The exercise - Reproduce the accident summary below word for word, from "In a followup" up to and including "during the approach.".

#### Source passage

The pilot departed in the Piper PA-28 with 10 gallons of fuel to practice crosswind landings at a nearby airport.
About one hour later and during an approach, he was aiming to land on the runway numbers at the airport in Batavia, Ohio. Shortly before flying over the airport perimeter fence, he reported that “either wind shear or a sudden downdraft dropped the plane.”
The nose landing gear hit the fence, and the airplane hit the ground short of the intended runway.
In a followup interview with the National Transportation Safety Board investigator-in-charge, the pilot reported that, during the approach, the engine was running the entire time without issues.
He added that, once he encountered the downdraft, he applied full power, but the airplane continued descending with “no appreciable response.”
He reported that he did not use carburetor heat during the approach.
The airplane sustained substantial damage to the fuselage and horizontal stabilator.
A review of recorded data from the automated weather observation station located on the airport revealed that, about the time of the accident, the wind was from 210° at 8 knots, visibility 10 statute miles, clouds overcast at 1,100′, temperature 68°F, dew point 63°F, and altimeter 29.96 inches of mercury.
Review of the FAA Carburetor Icing Chart for the given temperature and dew point revealed that the conditions were conducive to “serious icing (glide power).”

########
#### Supplied material

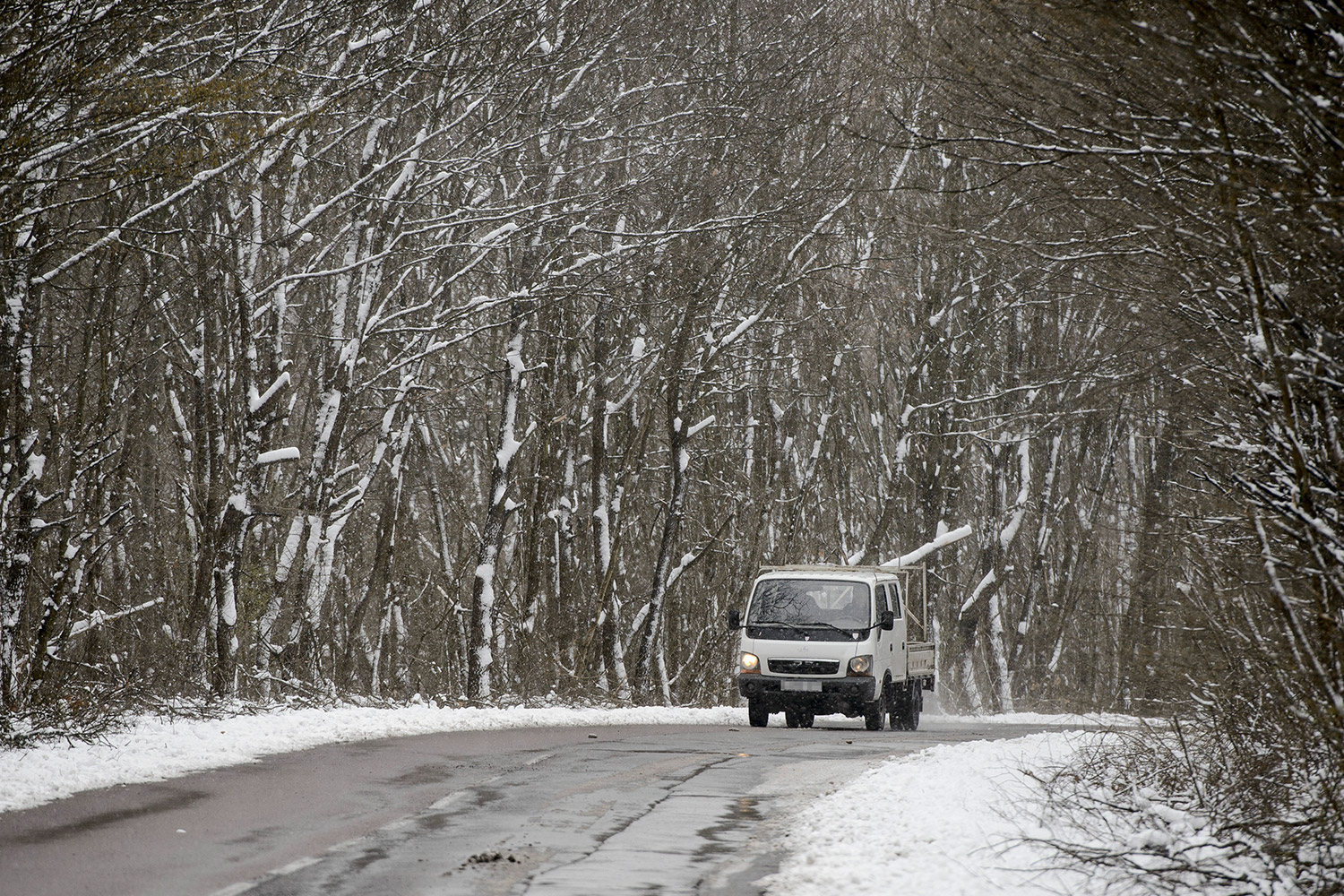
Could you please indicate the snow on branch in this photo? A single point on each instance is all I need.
(279, 454)
(921, 552)
(99, 616)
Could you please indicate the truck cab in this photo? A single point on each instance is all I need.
(820, 640)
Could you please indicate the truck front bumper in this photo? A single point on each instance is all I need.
(836, 694)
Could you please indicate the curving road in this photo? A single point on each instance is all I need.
(658, 809)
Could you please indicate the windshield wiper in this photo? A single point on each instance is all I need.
(780, 624)
(827, 625)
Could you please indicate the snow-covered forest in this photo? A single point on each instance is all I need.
(487, 349)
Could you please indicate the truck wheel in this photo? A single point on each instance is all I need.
(895, 708)
(873, 713)
(757, 713)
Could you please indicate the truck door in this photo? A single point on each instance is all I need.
(887, 641)
(898, 634)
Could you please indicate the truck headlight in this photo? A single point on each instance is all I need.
(860, 665)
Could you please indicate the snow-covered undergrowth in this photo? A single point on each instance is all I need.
(1038, 815)
(956, 820)
(1153, 812)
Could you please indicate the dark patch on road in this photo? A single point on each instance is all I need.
(167, 802)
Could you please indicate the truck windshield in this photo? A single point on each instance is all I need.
(811, 607)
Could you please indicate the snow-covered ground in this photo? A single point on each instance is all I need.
(943, 821)
(954, 820)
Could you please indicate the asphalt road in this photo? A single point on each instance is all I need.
(656, 809)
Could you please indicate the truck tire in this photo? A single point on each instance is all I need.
(897, 708)
(873, 713)
(757, 713)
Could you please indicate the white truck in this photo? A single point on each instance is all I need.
(823, 640)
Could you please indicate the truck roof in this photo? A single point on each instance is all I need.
(833, 571)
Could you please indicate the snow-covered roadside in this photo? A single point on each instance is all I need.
(949, 820)
(155, 748)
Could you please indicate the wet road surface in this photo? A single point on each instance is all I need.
(648, 809)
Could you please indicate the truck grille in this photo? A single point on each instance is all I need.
(804, 667)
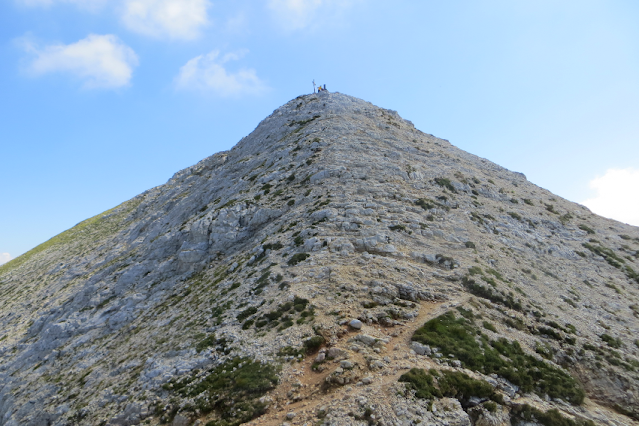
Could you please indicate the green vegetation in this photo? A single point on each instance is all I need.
(489, 326)
(91, 230)
(425, 203)
(525, 414)
(461, 338)
(611, 341)
(232, 390)
(586, 228)
(452, 384)
(297, 258)
(564, 219)
(514, 215)
(284, 314)
(445, 183)
(612, 258)
(205, 343)
(246, 313)
(313, 344)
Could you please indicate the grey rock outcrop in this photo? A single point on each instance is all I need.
(227, 292)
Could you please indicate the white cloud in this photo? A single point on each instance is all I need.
(101, 61)
(84, 4)
(294, 15)
(178, 19)
(208, 72)
(4, 258)
(617, 195)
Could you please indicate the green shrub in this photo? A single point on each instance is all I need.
(246, 313)
(611, 341)
(490, 406)
(445, 183)
(425, 204)
(457, 336)
(231, 389)
(313, 344)
(297, 258)
(525, 414)
(451, 384)
(514, 215)
(205, 343)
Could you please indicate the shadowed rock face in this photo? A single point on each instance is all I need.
(227, 293)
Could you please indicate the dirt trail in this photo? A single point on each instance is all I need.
(309, 386)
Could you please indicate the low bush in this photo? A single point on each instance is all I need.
(459, 337)
(231, 389)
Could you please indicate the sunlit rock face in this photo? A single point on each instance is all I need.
(338, 267)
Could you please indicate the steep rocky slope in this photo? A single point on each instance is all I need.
(337, 266)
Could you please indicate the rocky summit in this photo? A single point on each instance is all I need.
(336, 267)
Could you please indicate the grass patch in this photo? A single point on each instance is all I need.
(91, 230)
(445, 183)
(232, 390)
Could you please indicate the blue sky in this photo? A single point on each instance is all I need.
(103, 99)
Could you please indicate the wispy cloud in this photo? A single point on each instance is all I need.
(208, 73)
(177, 19)
(4, 258)
(174, 19)
(100, 61)
(83, 4)
(294, 15)
(616, 195)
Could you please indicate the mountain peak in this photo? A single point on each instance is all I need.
(336, 266)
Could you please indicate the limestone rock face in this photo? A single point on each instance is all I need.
(294, 273)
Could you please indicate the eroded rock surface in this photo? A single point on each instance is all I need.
(284, 281)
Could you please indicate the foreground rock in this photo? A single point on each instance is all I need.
(288, 280)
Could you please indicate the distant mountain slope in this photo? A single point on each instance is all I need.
(337, 266)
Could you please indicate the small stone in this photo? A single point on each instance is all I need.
(346, 364)
(356, 324)
(420, 349)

########

Task answer -
In a followup interview with the National Transportation Safety Board investigator-in-charge, the pilot reported that, during the approach, the engine was running the entire time without issues.
He added that, once he encountered the downdraft, he applied full power, but the airplane continued descending with “no appreciable response.”
He reported that he did not use carburetor heat during the approach.